▶ [QUESTIONS]:
1. Rewrite the stretch of the excerpt on multigenerational households from "If Mom likes" through "back to Grandpa?", replacing "Grandpa" with "Grandfather".
2. In the excerpt on multigenerational households, shorten the paragraph that begins "The older parent, too, must set limits" and keep its main facts.
3. According to the excerpt on multigenerational households, what surgery did Files have in June?

▶ [EXCERPT PROVIDED]:

Talk Through All Issues

Before making a decision, the two generations should discuss all the issues, from privacy concerns to the division of chores. Sit down and ask, Goyer says, "What are everyone's expectations? What are you uncomfortable about?" Once the families are combined, meet regularly to air any concerns.

If Mom likes to cook but her son-in-law runs the kitchen, perhaps she can cook on weekdays while he cooks on weekends. Maybe Dad gets a TV in his room, so the adult children -- or the teens -- can use the family room to watch their favorite programs. Perhaps you prefer a light meal at 5 p.m., while your daughter-in-law and son eat a big dinner at 7 p.m. In that case, plan to eat one meal together each week.

The adult child needs to set boundaries. For instance, is Grandpa allowed to tell the teenage son to turn off the TV and do his homework? And what if the teenage son talks back to Grandpa?

The older parent, too, must set limits. Maybe Grandma is glad to babysit once a week, but she doesn't want to become a granny nanny. And she's likely to make friends or find a close companion. "Granny might not move in and want to start knitting," says Donna Butts, executive director of Generations United, a membership group. "She may want to go dancing or have a male friend." Consider creating a private entrance. Or perhaps Mom can schedule her bridge games when the kids are at school.

Until November 2009, Laurel Files, 71, lived in a condo in Chapel Hill, N.C., about a ten-minute drive from her older daughter, son-in-law and their two young children in Durham. When the family considered buying a bigger house, her son-in-law asked her to buy it with them.

In November 2009, Files and her 17-year-old adopted daughter moved in with the family. "My only requirement was that I live on the ground floor, so I wouldn't have to run up and down stairs," she says. She has the master suite and her own bathroom.

The busy family and Files, a professor at the University of North Carolina, often go their own ways. They eat many meals together, and she participates in the family's weekly movie night.

When Files had hip-replacement surgery in June and couldn't drive for six weeks, the family members shopped for her. "It confirmed that it was a good decision," she says.

The family divides chores by doing whatever needs to be done. Files's older daughter, who is 43, does most of the laundry, but Files offers to help. "I say sometimes I feel I'm in your house, and she says sometimes I feel I'm in your house," Files says.

[Stored dataset items]
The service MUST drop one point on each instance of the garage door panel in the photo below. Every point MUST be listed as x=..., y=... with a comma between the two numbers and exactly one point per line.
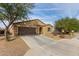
x=26, y=31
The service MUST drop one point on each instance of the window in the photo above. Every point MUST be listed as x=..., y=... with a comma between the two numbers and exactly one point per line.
x=49, y=29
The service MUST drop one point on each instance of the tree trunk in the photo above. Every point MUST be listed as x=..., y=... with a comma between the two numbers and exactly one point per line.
x=6, y=34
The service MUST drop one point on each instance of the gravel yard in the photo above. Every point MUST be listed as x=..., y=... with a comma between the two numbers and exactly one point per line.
x=16, y=47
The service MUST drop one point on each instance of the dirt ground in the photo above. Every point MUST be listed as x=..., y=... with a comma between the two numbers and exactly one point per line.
x=16, y=47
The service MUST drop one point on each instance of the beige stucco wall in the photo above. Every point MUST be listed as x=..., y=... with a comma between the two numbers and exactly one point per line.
x=45, y=30
x=14, y=29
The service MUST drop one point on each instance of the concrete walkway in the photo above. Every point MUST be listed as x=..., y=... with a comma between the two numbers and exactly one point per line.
x=43, y=46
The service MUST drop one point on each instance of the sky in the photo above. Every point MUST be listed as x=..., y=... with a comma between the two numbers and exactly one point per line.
x=51, y=12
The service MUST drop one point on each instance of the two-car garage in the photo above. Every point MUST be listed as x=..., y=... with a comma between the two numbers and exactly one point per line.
x=26, y=30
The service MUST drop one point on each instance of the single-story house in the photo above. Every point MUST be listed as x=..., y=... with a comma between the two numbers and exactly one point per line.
x=31, y=27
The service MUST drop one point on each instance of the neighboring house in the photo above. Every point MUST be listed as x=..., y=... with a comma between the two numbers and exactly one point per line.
x=31, y=27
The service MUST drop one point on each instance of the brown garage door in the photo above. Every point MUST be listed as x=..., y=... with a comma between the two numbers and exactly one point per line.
x=26, y=31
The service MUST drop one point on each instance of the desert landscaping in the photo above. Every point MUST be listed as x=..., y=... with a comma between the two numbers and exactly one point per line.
x=33, y=29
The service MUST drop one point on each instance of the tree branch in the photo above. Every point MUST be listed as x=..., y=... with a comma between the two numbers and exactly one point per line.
x=4, y=23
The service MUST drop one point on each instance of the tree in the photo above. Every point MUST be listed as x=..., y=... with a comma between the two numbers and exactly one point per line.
x=13, y=11
x=67, y=25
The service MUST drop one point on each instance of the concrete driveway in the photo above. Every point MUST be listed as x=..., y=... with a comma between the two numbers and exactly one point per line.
x=44, y=46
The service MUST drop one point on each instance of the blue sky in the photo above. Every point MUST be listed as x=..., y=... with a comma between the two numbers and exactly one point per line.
x=50, y=12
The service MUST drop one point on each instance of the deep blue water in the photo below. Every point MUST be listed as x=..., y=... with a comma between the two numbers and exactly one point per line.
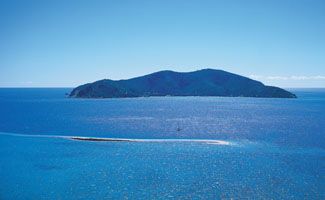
x=276, y=151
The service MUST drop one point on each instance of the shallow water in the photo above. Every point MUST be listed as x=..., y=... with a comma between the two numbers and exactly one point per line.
x=276, y=147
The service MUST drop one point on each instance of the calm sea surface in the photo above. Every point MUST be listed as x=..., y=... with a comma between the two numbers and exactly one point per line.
x=276, y=147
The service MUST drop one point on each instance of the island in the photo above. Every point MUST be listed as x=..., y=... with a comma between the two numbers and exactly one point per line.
x=205, y=82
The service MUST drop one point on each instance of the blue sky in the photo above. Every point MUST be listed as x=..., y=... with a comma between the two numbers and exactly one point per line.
x=67, y=43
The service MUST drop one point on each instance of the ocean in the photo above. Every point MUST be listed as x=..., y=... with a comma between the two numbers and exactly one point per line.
x=177, y=148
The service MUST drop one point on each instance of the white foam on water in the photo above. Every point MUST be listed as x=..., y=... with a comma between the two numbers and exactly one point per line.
x=104, y=139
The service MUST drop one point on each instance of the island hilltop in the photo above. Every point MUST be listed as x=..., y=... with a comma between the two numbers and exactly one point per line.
x=206, y=82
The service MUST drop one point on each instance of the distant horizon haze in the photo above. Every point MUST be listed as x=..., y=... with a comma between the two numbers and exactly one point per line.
x=59, y=43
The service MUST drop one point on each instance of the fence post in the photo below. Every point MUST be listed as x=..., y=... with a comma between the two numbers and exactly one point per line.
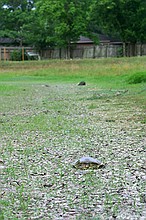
x=5, y=54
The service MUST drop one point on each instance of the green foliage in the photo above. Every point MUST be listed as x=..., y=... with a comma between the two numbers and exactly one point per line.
x=127, y=18
x=139, y=77
x=16, y=55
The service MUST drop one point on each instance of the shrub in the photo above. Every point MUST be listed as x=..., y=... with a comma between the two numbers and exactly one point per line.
x=139, y=77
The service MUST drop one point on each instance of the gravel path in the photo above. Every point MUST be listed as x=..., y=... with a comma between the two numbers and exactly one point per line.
x=45, y=128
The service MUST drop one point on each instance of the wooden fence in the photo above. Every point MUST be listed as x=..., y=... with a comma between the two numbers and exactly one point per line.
x=100, y=51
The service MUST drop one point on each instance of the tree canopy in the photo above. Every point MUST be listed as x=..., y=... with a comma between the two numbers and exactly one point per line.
x=59, y=23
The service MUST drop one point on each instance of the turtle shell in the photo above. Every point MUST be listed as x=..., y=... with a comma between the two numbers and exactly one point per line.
x=87, y=163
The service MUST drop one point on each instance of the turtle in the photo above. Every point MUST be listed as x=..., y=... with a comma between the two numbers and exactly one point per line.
x=82, y=83
x=87, y=163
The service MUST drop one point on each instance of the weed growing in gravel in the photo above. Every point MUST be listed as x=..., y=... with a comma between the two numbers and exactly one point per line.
x=47, y=122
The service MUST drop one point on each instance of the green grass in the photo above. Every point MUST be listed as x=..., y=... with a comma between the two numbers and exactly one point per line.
x=47, y=122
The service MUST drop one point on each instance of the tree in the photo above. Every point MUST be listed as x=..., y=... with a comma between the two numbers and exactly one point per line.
x=125, y=17
x=14, y=14
x=64, y=21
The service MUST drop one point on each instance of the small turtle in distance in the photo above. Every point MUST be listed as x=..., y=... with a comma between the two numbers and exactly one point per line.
x=82, y=83
x=87, y=163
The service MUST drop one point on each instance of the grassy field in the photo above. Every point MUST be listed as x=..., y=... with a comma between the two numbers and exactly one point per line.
x=47, y=122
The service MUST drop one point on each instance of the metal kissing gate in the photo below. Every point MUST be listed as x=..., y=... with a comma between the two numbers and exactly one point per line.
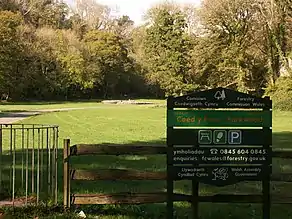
x=28, y=162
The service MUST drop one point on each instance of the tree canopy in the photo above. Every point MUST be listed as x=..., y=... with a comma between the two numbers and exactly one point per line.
x=51, y=51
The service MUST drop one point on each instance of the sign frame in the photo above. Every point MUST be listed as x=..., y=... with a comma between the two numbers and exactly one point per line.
x=221, y=99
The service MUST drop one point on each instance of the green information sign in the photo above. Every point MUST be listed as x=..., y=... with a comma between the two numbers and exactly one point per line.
x=228, y=118
x=219, y=147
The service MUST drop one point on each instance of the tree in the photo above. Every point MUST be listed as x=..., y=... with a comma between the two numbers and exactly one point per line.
x=10, y=51
x=166, y=51
x=108, y=62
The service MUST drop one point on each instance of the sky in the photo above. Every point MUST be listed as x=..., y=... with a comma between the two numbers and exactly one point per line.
x=135, y=9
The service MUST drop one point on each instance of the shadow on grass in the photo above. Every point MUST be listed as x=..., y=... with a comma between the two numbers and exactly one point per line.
x=158, y=163
x=40, y=102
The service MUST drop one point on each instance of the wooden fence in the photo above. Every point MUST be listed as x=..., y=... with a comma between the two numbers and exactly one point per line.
x=143, y=198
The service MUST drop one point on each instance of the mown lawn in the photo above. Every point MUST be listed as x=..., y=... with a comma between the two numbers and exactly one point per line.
x=146, y=124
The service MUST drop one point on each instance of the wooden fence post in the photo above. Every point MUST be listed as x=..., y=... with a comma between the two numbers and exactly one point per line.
x=66, y=181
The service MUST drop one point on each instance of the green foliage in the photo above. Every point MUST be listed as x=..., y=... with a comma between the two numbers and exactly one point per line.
x=167, y=52
x=281, y=94
x=52, y=52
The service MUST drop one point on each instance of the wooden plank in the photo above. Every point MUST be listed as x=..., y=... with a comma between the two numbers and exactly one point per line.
x=115, y=149
x=116, y=174
x=126, y=198
x=66, y=186
x=144, y=198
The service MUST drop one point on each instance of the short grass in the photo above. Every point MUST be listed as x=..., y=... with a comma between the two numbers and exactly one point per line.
x=27, y=106
x=146, y=124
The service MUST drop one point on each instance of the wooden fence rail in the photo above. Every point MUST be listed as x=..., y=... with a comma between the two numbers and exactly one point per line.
x=142, y=198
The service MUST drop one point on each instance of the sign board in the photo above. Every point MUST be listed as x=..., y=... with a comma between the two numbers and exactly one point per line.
x=221, y=137
x=235, y=137
x=219, y=98
x=222, y=155
x=228, y=118
x=220, y=175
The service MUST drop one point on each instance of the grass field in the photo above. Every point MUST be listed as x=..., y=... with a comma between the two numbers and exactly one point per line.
x=146, y=124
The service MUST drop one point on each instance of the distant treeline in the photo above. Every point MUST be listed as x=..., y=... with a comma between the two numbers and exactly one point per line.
x=50, y=51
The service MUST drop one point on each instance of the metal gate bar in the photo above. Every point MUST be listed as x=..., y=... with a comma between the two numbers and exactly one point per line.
x=29, y=161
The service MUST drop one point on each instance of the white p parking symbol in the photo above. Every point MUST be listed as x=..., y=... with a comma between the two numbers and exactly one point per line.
x=234, y=137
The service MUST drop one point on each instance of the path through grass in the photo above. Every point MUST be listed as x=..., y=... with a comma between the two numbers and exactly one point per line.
x=146, y=124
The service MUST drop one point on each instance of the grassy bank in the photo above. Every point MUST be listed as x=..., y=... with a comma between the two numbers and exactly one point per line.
x=146, y=124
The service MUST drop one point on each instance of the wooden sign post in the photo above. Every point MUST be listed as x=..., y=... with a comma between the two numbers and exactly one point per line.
x=217, y=147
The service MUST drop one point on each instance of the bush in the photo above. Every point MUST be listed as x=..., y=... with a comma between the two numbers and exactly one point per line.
x=281, y=94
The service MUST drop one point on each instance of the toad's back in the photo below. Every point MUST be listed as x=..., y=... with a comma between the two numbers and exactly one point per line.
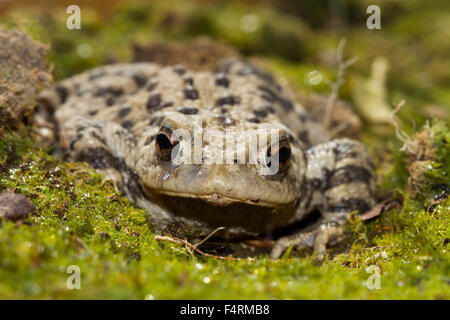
x=138, y=95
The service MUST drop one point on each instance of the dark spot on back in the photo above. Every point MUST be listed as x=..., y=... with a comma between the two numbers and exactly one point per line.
x=114, y=91
x=188, y=110
x=62, y=92
x=230, y=100
x=127, y=124
x=152, y=86
x=222, y=81
x=191, y=93
x=124, y=112
x=166, y=105
x=153, y=101
x=140, y=80
x=98, y=158
x=227, y=121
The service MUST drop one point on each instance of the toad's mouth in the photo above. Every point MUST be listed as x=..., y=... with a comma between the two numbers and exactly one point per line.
x=219, y=211
x=220, y=200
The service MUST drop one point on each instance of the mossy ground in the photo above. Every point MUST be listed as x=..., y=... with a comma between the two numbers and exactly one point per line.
x=81, y=220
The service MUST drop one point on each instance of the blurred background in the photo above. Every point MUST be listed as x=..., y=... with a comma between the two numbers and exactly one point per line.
x=297, y=39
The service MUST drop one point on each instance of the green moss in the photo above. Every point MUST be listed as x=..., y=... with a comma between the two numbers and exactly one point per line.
x=82, y=221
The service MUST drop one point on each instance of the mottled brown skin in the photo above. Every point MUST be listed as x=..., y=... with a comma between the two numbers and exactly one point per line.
x=119, y=118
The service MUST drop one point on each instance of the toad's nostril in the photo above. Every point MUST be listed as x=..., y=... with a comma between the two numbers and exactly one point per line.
x=284, y=154
x=279, y=153
x=163, y=141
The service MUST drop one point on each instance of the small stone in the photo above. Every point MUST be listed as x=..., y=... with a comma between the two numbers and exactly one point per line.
x=15, y=207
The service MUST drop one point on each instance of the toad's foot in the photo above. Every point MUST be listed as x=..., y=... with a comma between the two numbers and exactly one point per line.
x=318, y=238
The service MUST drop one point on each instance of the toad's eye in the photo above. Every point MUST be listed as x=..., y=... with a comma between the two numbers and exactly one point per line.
x=278, y=155
x=167, y=145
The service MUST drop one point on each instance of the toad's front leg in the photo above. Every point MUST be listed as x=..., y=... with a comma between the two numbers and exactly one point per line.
x=341, y=175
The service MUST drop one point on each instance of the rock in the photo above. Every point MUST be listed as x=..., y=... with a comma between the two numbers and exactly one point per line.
x=24, y=71
x=15, y=207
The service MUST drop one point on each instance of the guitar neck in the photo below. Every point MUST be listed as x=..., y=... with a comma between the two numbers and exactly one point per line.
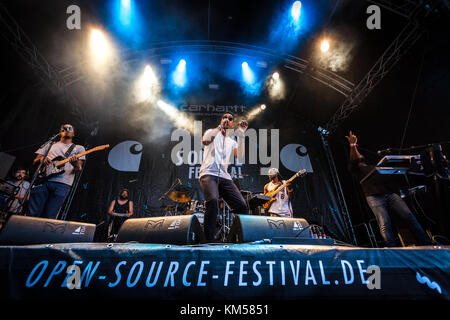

▶ [RESPONSES FOR EACH TASK]:
1.
If Mom likes to cook but her son-in-law runs the kitchen, perhaps she can cook on weekdays while he cooks on weekends. Maybe Dad gets a TV in his room, so the adult children -- or the teens -- can use the family room to watch their favorite programs. Perhaps you prefer a light meal at 5 p.m., while your daughter-in-law and son eat a big dinner at 7 p.m. In that case, plan to eat one meal together each week.

The adult child needs to set boundaries. For instance, is Grandfather allowed to tell the teenage son to turn off the TV and do his homework? And what if the teenage son talks back to Grandfather?

2. Older parents need to set limits too. A grandmother may be glad to babysit once a week without wanting to become a full-time "granny nanny," and she may make friends, find a companion, or want to go dancing, as Donna Butts of Generations United points out. A private entrance can help, or Mom can schedule her bridge games while the kids are at school.

3. Hip-replacement surgery.